Point annotations for photos:
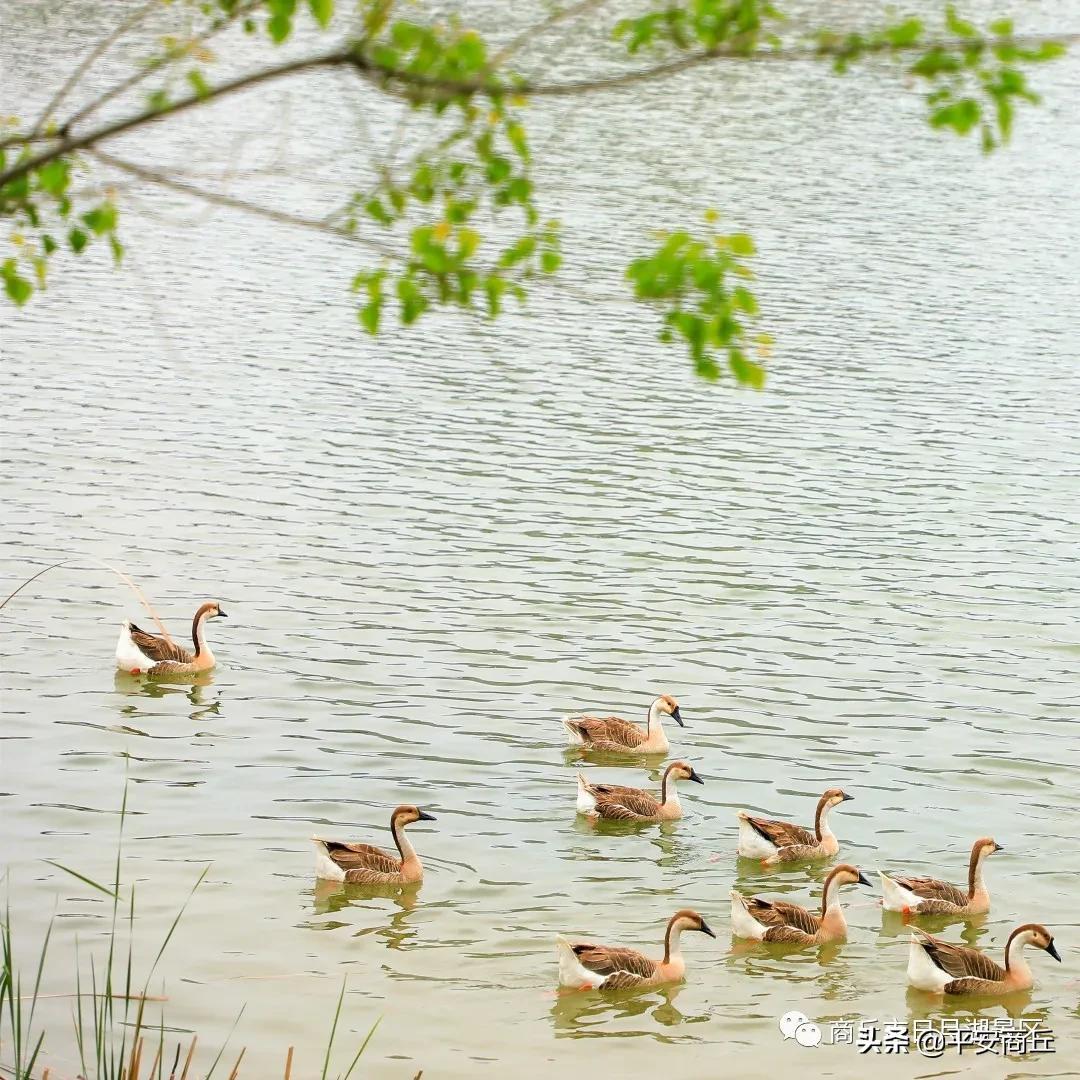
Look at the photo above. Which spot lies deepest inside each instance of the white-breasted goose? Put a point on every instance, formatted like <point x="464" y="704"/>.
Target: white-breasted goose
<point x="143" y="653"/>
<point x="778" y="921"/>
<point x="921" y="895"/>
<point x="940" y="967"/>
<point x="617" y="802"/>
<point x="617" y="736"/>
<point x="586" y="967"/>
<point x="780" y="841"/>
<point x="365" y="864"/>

--

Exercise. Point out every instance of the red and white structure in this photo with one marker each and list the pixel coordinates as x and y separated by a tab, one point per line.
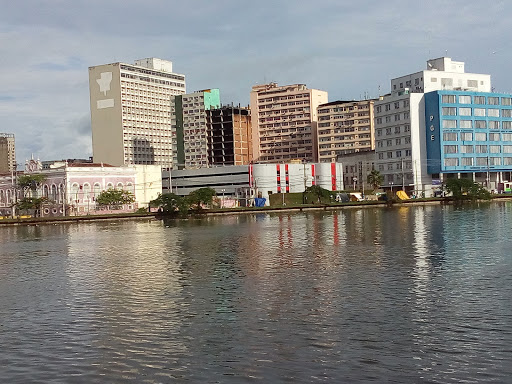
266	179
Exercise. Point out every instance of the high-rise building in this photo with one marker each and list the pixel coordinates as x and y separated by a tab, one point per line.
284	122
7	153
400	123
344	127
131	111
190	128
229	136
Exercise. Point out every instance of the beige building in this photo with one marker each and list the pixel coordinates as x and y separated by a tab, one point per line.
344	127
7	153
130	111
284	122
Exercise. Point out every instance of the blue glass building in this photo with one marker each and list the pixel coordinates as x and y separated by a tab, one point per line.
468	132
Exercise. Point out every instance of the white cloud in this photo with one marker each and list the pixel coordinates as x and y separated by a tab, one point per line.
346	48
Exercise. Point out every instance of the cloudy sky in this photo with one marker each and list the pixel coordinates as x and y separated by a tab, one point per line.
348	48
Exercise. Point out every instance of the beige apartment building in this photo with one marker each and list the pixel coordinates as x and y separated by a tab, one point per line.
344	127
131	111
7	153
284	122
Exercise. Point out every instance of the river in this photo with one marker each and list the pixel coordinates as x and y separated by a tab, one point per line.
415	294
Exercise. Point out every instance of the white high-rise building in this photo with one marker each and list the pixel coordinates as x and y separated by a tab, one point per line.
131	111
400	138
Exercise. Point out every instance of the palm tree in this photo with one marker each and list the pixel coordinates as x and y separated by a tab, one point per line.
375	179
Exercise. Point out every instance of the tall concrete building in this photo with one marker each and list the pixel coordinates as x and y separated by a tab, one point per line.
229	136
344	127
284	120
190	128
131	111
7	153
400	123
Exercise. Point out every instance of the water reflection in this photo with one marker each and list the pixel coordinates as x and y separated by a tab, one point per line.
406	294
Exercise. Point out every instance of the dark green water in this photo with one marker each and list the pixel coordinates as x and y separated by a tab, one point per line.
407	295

- _What the task requires_:
Can you find every line in the records that contains the word "building" and copy each one in full?

- _Worked solution_:
Exercise. Point out every instance of the high-rise building in this photo with one marker each and list the pixel coordinates as x and y separated by a tab, one point per line.
Exercise. Point out every instance of the beige building in this photo with one marker each and list the pixel coordinates as x and y separated by a tab, one point per line.
Exercise. Point out every instance of the blue glass building in this photo with one marker each and list the pixel coordinates as x and y separated by a tab, one point per line.
Exercise. Point out every instance of the beige apartment building in this photo with one marker each and list the pixel coordinates as x and y separated by a tab, one point per line.
Exercise. Point out every instance of the white high-rise building in this photo with one marker each and list the pixel coordinates as x and y separated by a tab, one point per line.
Exercise. Point out every instance of the tall concrete building in this photo with one marker each and list the pixel coordinates as x and y separated by a tab, one point per line.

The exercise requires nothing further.